Stored data entries
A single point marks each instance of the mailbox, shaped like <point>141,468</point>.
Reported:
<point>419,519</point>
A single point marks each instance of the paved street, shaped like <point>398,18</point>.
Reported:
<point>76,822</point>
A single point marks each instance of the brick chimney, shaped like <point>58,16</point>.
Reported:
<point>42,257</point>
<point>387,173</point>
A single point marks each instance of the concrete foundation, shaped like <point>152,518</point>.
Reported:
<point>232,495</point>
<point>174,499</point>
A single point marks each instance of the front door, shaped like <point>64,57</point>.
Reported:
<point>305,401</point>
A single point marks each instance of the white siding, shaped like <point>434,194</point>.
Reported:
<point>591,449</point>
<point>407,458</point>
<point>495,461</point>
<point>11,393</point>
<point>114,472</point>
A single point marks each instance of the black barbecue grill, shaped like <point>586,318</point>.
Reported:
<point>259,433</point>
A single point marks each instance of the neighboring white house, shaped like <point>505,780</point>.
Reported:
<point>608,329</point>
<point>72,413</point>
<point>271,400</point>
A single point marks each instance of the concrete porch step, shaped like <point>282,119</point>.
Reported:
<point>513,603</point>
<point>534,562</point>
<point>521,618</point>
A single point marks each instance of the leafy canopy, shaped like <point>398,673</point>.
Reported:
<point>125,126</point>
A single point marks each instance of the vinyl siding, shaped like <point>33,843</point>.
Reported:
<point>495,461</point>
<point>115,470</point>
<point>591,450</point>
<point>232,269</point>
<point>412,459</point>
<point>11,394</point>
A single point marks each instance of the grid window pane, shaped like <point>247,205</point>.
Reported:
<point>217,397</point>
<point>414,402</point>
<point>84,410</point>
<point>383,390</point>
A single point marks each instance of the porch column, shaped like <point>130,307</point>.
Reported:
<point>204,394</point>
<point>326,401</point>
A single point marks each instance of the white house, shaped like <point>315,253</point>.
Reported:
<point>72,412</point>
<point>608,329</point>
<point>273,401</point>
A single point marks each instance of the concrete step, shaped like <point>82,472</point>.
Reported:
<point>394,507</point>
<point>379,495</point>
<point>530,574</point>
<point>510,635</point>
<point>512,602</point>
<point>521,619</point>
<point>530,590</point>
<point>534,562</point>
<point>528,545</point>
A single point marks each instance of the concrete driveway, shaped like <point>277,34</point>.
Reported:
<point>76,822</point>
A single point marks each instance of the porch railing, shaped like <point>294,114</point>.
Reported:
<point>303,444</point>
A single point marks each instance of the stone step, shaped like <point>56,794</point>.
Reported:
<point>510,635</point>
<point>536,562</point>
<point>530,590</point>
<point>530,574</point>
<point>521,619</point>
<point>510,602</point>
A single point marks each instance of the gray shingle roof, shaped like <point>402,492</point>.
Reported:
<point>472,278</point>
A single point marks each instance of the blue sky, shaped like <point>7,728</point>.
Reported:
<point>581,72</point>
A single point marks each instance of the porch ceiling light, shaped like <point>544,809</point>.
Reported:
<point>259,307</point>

What you should do: Update the listing by changing every "Reported" to "Found" and keeping all other text as it is.

Expected answer:
A single point marks each instance of the mailbox, shaped like <point>141,468</point>.
Found:
<point>419,519</point>
A single point marks each instance of the paved street, shaped like <point>398,18</point>.
Found:
<point>76,822</point>
A single point marks each instance of the brick chimney, shaped like <point>58,16</point>.
Found:
<point>42,257</point>
<point>387,173</point>
A single point marks each instance of the concrete foundation, shaped like <point>152,518</point>.
Found:
<point>232,495</point>
<point>174,499</point>
A single point marks each instance of the front door, shaped like <point>64,57</point>.
Found:
<point>305,401</point>
A single point marks each instance of the white siding, shaped like <point>434,194</point>.
Found:
<point>591,449</point>
<point>407,458</point>
<point>495,461</point>
<point>11,393</point>
<point>114,472</point>
A single point marks each instance of the black barbecue grill, shaped like <point>586,318</point>.
Found:
<point>259,433</point>
A single point marks each instance of the neighboring white house, shaped like <point>505,780</point>.
Found:
<point>608,329</point>
<point>72,413</point>
<point>271,400</point>
A single point marks each instance of the concrete porch step, shaped like <point>282,119</point>.
Found:
<point>513,603</point>
<point>534,562</point>
<point>521,618</point>
A single point marks each instance of the leafy canopy, shaped like <point>398,673</point>.
Found:
<point>125,126</point>
A single point marks each instance of the vinyl siding, shaped like <point>33,843</point>.
Found:
<point>495,461</point>
<point>115,470</point>
<point>591,450</point>
<point>232,269</point>
<point>412,459</point>
<point>11,394</point>
A single point marks each instance of the grid window pane, shaped like <point>247,205</point>.
Found:
<point>217,397</point>
<point>414,402</point>
<point>84,410</point>
<point>383,390</point>
A single point marks each instance of the porch column, shaped like <point>130,307</point>.
Found:
<point>204,394</point>
<point>326,401</point>
A single point marks each instance of the white house, shaped like <point>315,253</point>.
Found:
<point>72,412</point>
<point>608,329</point>
<point>273,401</point>
A single point marks each instance of the concrete step, shaped like <point>82,472</point>.
Found:
<point>394,507</point>
<point>379,495</point>
<point>530,574</point>
<point>510,635</point>
<point>512,602</point>
<point>521,619</point>
<point>530,590</point>
<point>534,562</point>
<point>528,545</point>
A single point marks each instance of the concrete driveway, shaped like <point>277,34</point>.
Found:
<point>76,822</point>
A single point marks each instance of the porch railing, shaped like <point>294,114</point>.
Found:
<point>303,444</point>
A single point marks each instance of the stone step, shaped like <point>56,794</point>.
Found:
<point>510,635</point>
<point>536,562</point>
<point>530,590</point>
<point>530,574</point>
<point>521,619</point>
<point>510,602</point>
A single point marks each instance of the gray shingle roof, shaped like <point>402,492</point>.
Found:
<point>472,278</point>
A single point marks each instance of the blue sky, shaped like <point>7,728</point>.
Found:
<point>581,72</point>
A single point marks each instance of the porch ceiling light, shaped like <point>544,809</point>.
Found:
<point>259,307</point>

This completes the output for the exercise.